:: PROBLEMS TO SOLVE ::
a) In the book review, what position did Donald McRae's father, Ian McRae, hold?
b) Carry on the book review from its last sentence.

:: EXCERPT ::
========

/ 5 April 2012

Reliving apartheid’s dying days

Reliving Apartheid's Dying Days

Under our skin: A white family’s journey through South Africa;s darkest years by Donald McRae (Simon & Schuster)

The five-year-old boy was not on speaking terms with his work-stretched dad, but a late-night holiday accident changed that. Donald McRae cut his face open on a metal bedstead and desperately called out for daddy, who came running and comforted him all the way to hospital.

And so the six-month drought was over; father and son were ­reunited.

This little tale captures something of McRae’s central theme, a story about a periodically fraught relationship between father and son, ultimately resolved by another crisis-prompted reconciliation. There was the time that his father, Eskom boss Ian McRae, and mother, the “Little General” Jess, finally accepted that their only son would never serve in the apartheid military.

========

(Items in a dataset listing)
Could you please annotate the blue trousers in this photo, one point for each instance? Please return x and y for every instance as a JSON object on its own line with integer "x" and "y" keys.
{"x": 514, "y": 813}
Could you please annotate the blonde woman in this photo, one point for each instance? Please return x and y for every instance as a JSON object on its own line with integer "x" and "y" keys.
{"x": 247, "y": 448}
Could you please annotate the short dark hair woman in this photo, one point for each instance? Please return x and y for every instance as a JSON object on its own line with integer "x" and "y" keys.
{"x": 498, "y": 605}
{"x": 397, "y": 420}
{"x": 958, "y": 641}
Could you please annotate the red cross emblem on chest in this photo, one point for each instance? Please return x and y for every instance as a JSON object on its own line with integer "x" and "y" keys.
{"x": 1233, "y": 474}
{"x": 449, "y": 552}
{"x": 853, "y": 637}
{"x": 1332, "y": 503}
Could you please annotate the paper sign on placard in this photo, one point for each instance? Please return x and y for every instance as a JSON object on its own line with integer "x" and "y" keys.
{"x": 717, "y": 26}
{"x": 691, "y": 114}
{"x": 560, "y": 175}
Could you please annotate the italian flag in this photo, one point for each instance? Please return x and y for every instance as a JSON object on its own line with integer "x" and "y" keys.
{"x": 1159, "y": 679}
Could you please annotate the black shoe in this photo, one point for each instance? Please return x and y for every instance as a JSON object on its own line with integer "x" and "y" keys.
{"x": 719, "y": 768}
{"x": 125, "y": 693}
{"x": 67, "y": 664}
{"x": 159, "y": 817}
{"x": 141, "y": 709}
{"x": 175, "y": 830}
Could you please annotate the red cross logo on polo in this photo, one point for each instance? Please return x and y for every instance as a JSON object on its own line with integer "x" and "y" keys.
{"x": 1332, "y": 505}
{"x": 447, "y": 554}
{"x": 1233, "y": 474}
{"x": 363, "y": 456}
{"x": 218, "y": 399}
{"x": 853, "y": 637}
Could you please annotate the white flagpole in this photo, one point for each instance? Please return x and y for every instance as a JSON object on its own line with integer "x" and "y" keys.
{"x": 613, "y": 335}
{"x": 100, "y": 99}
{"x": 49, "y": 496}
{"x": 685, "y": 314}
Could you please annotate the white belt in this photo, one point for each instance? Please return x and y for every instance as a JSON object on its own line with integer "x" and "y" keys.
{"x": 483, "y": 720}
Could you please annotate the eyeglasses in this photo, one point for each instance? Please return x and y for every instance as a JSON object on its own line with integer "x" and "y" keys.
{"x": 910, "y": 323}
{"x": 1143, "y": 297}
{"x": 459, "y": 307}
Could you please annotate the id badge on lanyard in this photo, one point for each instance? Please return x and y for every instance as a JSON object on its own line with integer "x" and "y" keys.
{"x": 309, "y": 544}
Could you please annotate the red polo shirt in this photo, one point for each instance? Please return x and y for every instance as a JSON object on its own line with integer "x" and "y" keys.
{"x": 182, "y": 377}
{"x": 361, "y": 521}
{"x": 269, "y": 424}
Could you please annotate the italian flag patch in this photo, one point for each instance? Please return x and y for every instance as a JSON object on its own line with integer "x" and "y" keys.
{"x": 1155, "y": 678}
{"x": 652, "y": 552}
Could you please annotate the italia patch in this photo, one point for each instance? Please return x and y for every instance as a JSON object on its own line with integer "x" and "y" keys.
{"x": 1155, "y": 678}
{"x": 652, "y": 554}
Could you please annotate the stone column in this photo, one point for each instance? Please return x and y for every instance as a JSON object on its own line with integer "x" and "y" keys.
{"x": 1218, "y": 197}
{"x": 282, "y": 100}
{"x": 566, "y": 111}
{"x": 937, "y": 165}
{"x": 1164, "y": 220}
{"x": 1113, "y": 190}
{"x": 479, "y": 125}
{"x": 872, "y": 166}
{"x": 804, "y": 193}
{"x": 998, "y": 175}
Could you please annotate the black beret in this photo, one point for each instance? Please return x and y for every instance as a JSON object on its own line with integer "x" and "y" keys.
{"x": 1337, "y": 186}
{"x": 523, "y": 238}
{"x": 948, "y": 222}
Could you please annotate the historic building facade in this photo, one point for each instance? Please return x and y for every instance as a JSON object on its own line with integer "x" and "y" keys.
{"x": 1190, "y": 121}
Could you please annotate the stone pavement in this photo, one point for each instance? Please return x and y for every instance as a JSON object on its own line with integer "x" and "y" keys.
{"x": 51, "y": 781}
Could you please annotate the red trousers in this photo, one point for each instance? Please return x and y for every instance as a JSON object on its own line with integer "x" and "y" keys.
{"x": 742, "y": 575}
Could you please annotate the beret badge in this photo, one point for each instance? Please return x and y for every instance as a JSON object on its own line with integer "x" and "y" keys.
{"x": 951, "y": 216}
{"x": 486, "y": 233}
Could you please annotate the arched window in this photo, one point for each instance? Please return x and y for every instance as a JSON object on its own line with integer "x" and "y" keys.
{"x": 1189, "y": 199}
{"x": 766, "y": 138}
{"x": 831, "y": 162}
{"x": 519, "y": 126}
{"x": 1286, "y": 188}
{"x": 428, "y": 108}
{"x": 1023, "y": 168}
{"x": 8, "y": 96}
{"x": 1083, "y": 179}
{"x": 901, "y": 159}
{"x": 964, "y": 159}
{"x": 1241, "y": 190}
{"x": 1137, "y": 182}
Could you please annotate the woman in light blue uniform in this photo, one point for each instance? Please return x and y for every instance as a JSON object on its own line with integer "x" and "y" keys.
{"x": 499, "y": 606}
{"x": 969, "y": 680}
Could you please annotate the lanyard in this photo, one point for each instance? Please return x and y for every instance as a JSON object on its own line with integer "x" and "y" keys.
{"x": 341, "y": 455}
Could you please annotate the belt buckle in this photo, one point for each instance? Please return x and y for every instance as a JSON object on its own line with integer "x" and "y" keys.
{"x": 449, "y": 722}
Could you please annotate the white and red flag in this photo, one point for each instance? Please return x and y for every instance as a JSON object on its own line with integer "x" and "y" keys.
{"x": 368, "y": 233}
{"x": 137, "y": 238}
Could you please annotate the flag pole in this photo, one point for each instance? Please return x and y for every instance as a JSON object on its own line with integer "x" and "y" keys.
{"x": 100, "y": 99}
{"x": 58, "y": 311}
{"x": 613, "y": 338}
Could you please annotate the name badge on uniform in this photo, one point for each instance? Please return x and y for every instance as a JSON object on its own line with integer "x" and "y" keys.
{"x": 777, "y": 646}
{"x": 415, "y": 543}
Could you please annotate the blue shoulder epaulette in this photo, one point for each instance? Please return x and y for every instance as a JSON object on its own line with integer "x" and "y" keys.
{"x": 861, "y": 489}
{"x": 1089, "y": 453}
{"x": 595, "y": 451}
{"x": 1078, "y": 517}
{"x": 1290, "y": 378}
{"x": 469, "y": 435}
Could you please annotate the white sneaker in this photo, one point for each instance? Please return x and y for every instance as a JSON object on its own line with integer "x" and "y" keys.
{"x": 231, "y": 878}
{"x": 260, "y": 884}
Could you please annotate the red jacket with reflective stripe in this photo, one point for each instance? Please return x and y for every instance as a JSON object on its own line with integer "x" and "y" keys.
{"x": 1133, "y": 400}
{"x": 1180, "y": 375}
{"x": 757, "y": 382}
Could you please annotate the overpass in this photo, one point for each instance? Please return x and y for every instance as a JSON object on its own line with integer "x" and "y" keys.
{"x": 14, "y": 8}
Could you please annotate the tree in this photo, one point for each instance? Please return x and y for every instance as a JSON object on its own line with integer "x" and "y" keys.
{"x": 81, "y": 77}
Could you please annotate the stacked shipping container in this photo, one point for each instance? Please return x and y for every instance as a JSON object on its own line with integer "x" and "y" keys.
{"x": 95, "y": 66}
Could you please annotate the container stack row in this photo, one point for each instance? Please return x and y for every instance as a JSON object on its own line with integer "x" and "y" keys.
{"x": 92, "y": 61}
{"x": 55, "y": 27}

========

:: YOUR WRITTEN ANSWERS ::
a) He was the boss of Eskom.

b)
Vignettes such as these bring home McRae’s talents as a writer. He combines a remarkable memory for detail and talent for ferreting out specific historical events with an ability to put them together in a way that each account feels as if it was secretly recorded, fly-on-the-wall style.

Unique dramas
In one sense, his Germiston upbringing was not so different from that of other bright, middle-class, English-speaking white South African lads faced with army call-ups. But each family, each life, has its unique dramas and McRae’s ability as a story­teller turns the everyday into the exceptional. For instance, at 15 he is seduced by a liberated 22-year-old Afrikaner woman, and six years later he and a Soweto university student break the Immorality Act in the back room of a township shebeen. In lesser hands, relaying memories like these could be awkward, but McRae handles them with a self-deprecating delicacy that makes them a pleasure to absorb.

Much of this book is about growing up as a child of privilege in the land of apartheid and McRae does not flinch from unearthing the casual prejudices that were part of that lifestyle. In the early chapters he adopts a style that simulates the thoughts of childhood, when black servants were “boys” and “girls”.

The words are intended to jar. “I thought the black miners were lucky to become garden boys for a day, especially if they caught my dad’s eye when he wound down the window and shouted out ‘Woo-hoo, John!’,” he writes.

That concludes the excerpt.